> [AIM] In the passage about climate change and the Reason Foundation, what kind of organization publishes Reason magazine and Reason Online?

It's safe to say that Ward may count the Reason Foundation, the nonprofit that publishes Reason magazine and Reason Online as one of the 39 groups that he believes misleads the public on the issue of climate change. If that's the case, then at least some of the information that Ward says "misrepresents" climate change science may be past articles written by me. So the question is: Why did I do it? Did ExxonMobil CEO Lee Raymond hand me brown paper bags filled with stacks of unmarked bills in the back of taxis while whispering, "Ron, we're counting on your widely read and highly influential articles to help stave off the Green onslaught against our soaring profits"? Or was I a simple-minded dupe, passing along misinformation supplied to me during expensive lunches at the Palm by corrupt scientists who had been paid off by the oil giant? Or perhaps I am just generally skeptical of end-of-the-world scenarios and believe, as Carl Sagan famously did, that "extraordinary claims require extraordinary evidence"?

> [DATASET]
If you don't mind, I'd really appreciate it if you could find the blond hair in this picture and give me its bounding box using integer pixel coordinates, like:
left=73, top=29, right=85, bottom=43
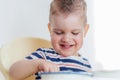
left=49, top=0, right=87, bottom=25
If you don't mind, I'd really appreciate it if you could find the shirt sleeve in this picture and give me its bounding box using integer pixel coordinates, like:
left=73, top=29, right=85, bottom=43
left=25, top=48, right=46, bottom=60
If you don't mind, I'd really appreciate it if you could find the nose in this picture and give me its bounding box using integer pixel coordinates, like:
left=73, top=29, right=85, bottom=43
left=62, top=34, right=71, bottom=43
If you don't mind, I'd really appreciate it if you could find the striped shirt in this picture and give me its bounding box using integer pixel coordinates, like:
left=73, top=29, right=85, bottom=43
left=26, top=48, right=91, bottom=80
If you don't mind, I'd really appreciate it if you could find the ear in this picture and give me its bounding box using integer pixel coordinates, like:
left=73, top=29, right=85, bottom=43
left=84, top=24, right=89, bottom=37
left=48, top=23, right=51, bottom=32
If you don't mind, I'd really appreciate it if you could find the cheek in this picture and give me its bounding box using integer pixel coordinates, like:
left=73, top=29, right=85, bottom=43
left=75, top=35, right=83, bottom=46
left=51, top=34, right=59, bottom=45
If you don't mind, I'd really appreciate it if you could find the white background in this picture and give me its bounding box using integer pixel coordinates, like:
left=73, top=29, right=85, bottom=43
left=0, top=0, right=120, bottom=70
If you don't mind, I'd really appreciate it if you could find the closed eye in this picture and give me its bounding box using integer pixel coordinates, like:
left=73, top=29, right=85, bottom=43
left=72, top=32, right=79, bottom=35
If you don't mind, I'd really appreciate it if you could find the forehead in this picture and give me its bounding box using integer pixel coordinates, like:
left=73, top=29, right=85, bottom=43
left=51, top=14, right=83, bottom=28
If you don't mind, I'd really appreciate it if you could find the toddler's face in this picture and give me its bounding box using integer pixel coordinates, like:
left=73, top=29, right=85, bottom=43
left=49, top=14, right=86, bottom=57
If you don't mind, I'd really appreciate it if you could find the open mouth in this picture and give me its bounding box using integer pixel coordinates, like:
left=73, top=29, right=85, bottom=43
left=60, top=44, right=74, bottom=49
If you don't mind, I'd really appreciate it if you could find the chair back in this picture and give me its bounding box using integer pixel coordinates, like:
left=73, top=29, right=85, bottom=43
left=0, top=37, right=51, bottom=80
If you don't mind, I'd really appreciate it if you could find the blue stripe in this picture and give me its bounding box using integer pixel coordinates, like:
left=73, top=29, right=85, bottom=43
left=25, top=56, right=33, bottom=60
left=32, top=52, right=43, bottom=58
left=46, top=56, right=91, bottom=68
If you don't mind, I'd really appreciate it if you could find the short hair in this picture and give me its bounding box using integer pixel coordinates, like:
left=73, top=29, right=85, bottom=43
left=49, top=0, right=87, bottom=25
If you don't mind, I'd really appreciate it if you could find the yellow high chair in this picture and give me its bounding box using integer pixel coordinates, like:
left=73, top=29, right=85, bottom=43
left=0, top=37, right=51, bottom=80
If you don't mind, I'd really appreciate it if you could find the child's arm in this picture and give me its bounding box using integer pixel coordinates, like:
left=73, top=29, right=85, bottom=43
left=9, top=59, right=59, bottom=80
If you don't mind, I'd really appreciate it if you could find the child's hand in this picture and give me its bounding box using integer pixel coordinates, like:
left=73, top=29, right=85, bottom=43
left=39, top=60, right=60, bottom=72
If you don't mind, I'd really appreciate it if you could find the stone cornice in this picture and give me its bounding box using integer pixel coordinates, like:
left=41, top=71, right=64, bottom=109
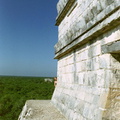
left=55, top=0, right=76, bottom=26
left=55, top=7, right=120, bottom=59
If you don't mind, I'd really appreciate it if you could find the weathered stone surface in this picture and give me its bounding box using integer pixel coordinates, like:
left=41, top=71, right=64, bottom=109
left=52, top=0, right=120, bottom=120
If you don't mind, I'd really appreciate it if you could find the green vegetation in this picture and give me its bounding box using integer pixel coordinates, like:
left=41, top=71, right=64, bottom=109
left=0, top=76, right=54, bottom=120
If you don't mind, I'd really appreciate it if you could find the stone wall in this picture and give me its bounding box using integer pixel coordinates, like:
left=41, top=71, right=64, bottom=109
left=52, top=0, right=120, bottom=120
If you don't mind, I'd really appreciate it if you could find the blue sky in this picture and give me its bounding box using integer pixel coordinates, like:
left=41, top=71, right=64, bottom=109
left=0, top=0, right=58, bottom=77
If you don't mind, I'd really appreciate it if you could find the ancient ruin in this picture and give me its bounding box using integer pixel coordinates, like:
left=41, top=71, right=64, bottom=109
left=52, top=0, right=120, bottom=120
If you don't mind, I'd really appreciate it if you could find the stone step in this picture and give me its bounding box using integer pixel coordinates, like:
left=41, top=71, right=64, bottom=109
left=18, top=100, right=66, bottom=120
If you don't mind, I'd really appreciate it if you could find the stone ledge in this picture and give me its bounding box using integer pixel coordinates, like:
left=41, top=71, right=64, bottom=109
left=102, top=40, right=120, bottom=54
left=18, top=100, right=66, bottom=120
left=55, top=9, right=120, bottom=59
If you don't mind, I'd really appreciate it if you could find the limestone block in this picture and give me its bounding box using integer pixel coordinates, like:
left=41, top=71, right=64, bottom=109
left=99, top=54, right=111, bottom=69
left=105, top=3, right=116, bottom=15
left=96, top=70, right=105, bottom=88
left=99, top=0, right=108, bottom=9
left=83, top=102, right=90, bottom=118
left=74, top=100, right=85, bottom=114
left=92, top=56, right=100, bottom=70
left=84, top=93, right=94, bottom=104
left=77, top=72, right=85, bottom=85
left=86, top=59, right=94, bottom=71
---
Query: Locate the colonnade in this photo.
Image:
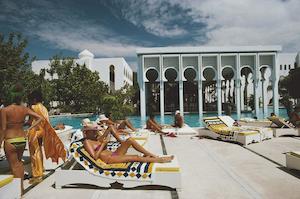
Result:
[138,48,278,123]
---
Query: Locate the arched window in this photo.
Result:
[109,65,115,91]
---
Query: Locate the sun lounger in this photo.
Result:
[267,116,300,137]
[55,142,181,189]
[218,115,273,141]
[0,175,21,199]
[285,151,300,170]
[141,124,199,136]
[163,124,198,135]
[201,117,261,145]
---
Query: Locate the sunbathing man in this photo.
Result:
[99,113,136,131]
[174,110,184,128]
[83,125,174,164]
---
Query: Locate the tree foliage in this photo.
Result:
[47,56,108,113]
[0,33,138,116]
[0,33,45,104]
[278,68,300,117]
[280,68,300,99]
[103,85,136,120]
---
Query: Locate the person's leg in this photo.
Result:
[107,155,174,164]
[4,142,25,194]
[118,120,136,131]
[28,131,44,180]
[115,138,157,157]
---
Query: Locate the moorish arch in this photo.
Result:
[145,67,160,115]
[137,46,281,122]
[183,66,199,113]
[163,67,179,113]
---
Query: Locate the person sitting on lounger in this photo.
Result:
[83,125,174,164]
[54,123,66,130]
[99,113,136,131]
[232,120,242,127]
[173,110,184,128]
[146,114,165,134]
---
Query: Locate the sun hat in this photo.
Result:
[82,124,101,131]
[99,114,108,121]
[81,118,93,126]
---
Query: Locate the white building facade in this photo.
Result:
[137,46,281,120]
[32,50,133,90]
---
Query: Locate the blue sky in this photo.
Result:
[0,0,300,69]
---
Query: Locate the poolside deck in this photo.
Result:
[3,129,300,199]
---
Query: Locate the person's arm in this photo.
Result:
[83,139,107,160]
[1,109,7,131]
[27,108,44,131]
[0,109,6,148]
[107,125,122,142]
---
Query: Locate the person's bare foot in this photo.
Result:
[158,155,174,163]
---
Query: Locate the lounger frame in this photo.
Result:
[54,160,181,189]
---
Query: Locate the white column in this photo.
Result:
[159,55,165,124]
[198,55,203,124]
[217,54,222,115]
[235,54,241,120]
[272,53,279,115]
[261,77,268,118]
[253,53,260,118]
[240,75,247,111]
[138,56,146,123]
[178,55,183,115]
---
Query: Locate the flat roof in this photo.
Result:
[136,45,282,55]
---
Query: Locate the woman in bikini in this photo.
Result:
[83,125,174,164]
[0,85,42,192]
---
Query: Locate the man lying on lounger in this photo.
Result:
[99,113,136,131]
[83,125,174,164]
[146,114,177,137]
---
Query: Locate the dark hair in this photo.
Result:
[28,89,43,104]
[10,83,24,105]
[104,112,112,118]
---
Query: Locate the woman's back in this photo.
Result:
[1,104,28,139]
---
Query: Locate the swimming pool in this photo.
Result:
[50,108,287,129]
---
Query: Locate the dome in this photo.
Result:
[78,49,94,59]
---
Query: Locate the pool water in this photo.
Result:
[50,108,287,129]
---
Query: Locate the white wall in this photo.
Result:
[278,53,297,77]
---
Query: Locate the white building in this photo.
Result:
[32,50,133,90]
[137,46,284,120]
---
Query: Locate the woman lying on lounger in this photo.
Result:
[146,114,166,134]
[83,125,174,164]
[99,113,136,131]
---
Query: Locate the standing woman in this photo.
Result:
[0,84,43,193]
[28,90,66,183]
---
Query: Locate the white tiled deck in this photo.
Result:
[1,130,300,199]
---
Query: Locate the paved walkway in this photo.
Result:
[8,131,300,199]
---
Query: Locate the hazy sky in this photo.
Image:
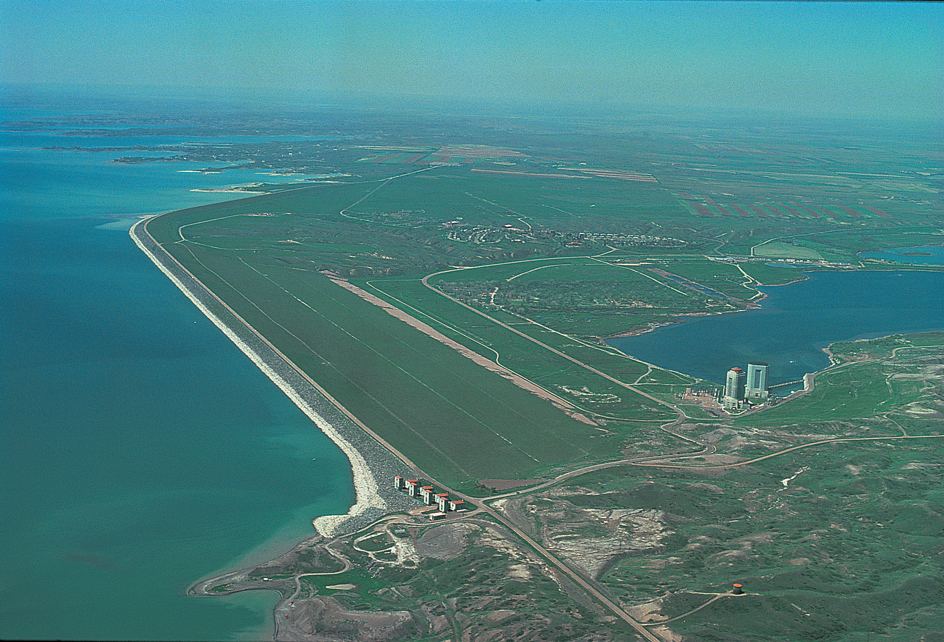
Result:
[0,0,944,117]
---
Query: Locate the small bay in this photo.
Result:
[607,271,944,385]
[860,245,944,265]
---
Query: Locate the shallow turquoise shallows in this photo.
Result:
[0,118,354,640]
[609,271,944,385]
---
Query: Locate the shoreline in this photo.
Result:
[129,216,412,537]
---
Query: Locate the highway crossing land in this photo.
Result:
[147,115,944,640]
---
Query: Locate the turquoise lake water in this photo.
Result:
[0,115,354,640]
[0,102,944,640]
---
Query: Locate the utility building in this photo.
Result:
[724,366,745,405]
[744,361,769,399]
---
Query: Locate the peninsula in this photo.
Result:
[131,112,944,641]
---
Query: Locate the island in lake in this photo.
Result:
[125,114,944,640]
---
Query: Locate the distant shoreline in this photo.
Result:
[129,216,406,537]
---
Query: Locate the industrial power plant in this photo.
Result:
[721,361,770,410]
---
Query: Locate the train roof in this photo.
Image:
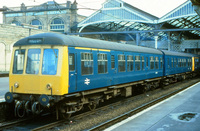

> [FULL SOLUTION] The Reason Foundation, a nonprofit.